Write the continuation of the news report on functional MRI for brain tumor surgery, picking up after its final sentence.

→ **SOURCE DOCUMENT**
****************************************
By pinpointing the motor and language areas of the brain with functional MRI, surgeons can target brain tumors more effectively, while reducing the risk of damaging important cognitive and motor processes, according to a study in the September issue of Radiology.
By pinpointing the motor and language areas of the brain with functional MRI, surgeons can target brain tumors more effectively, while reducing the risk of damaging important cognitive and motor processes, according to a study in the September issue of Radiology.
Half of the patients with brain tumors who were enrolled in an fMRI study at Duke University Medical Center had their treatment strategies altered after these critical brain regions were identified prior to surgery.
"In patients who underwent fMRI, neurosurgeons estimated that more tumor was removed at surgery, operations were shorter, and skull incisions were smaller compared with what they would have been if the fMRI data were not available," said Dr. Jeffrey R. Petrella, an associate professor of radiology in the neuroradiology division at Duke.
****************************************
Photo-based referring expression data
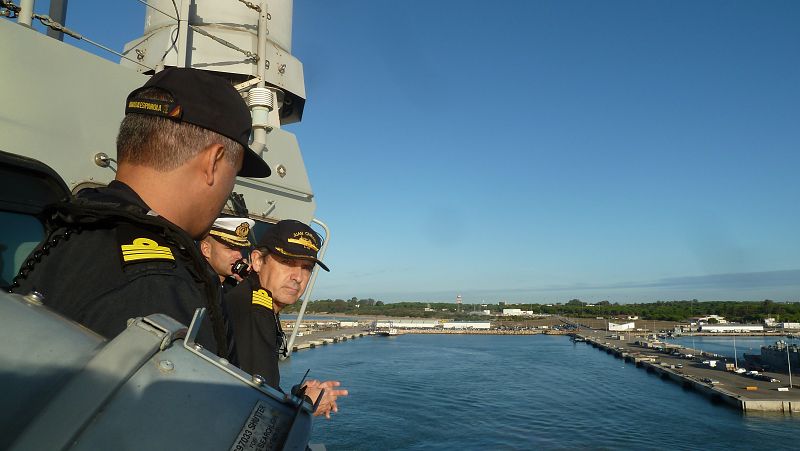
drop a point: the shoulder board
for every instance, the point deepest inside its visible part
(138, 245)
(263, 298)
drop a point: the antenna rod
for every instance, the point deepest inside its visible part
(58, 12)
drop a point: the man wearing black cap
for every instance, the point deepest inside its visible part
(282, 264)
(127, 250)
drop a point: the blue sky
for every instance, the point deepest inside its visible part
(547, 150)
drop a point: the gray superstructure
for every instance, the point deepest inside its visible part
(151, 387)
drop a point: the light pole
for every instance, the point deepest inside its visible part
(789, 362)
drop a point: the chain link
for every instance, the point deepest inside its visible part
(9, 10)
(251, 5)
(250, 55)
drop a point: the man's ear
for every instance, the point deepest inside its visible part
(256, 260)
(211, 158)
(205, 248)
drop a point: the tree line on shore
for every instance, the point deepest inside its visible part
(734, 311)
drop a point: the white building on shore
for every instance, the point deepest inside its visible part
(621, 327)
(407, 323)
(468, 325)
(731, 328)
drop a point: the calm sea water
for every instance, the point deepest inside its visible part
(416, 392)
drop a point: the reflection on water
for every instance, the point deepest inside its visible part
(416, 392)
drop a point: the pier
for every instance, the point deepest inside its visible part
****************************************
→ **ANSWER**
Petrella and colleagues evaluated with fMRI 39 patients diagnosed with potentially operable brain tumors. During the imaging exam, they performed sentence completion tasks to map areas of the brain involved in language function and hand-squeezing tasks to detect sensory motor areas. The entire procedure, including the time it took to train patients and acquire the images, took less than one hour.
The neurosurgeons who referred the patients for fMRI were given questionnaires to answer before and after fMRI to determine what effects, if any, the fMRI results had on their treatment plan. Surgeons also completed a postoperative questionnaire to confirm whether the post-fMRI plan was followed and to determine if fMRI findings affected surgical approach, amount of time spent in surgery, and surgical extent.
The researchers found that in 19 of 39 patients (49%), the surgeons significantly changed their treatment plans after receiving the fMRI findings. Eighteen of the 19 patients underwent more aggressive approaches than originally planned.
The fMRI findings also helped decrease surgical time by an estimated 15 to 60 minutes in 22 patients. In six patients who had surgery, the neurosurgeon specifically commented that knowledge of the fMRI results enabled a more complete resection than otherwise would have been achieved.
No neurological deficits were documented in any patients after undergoing surgical tumor removal.
Patients who may have previously been deemed ineligible for surgery based on tumor location may be able to undergo surgery safely, due to the valuable information available with fMRI, Petrella said.
"This is a pilot study," he said. "To establish whether fMRI can become a new standard of care, the next step is to assess whether patient outcomes are actually improved in a large multicenter trial with a control group."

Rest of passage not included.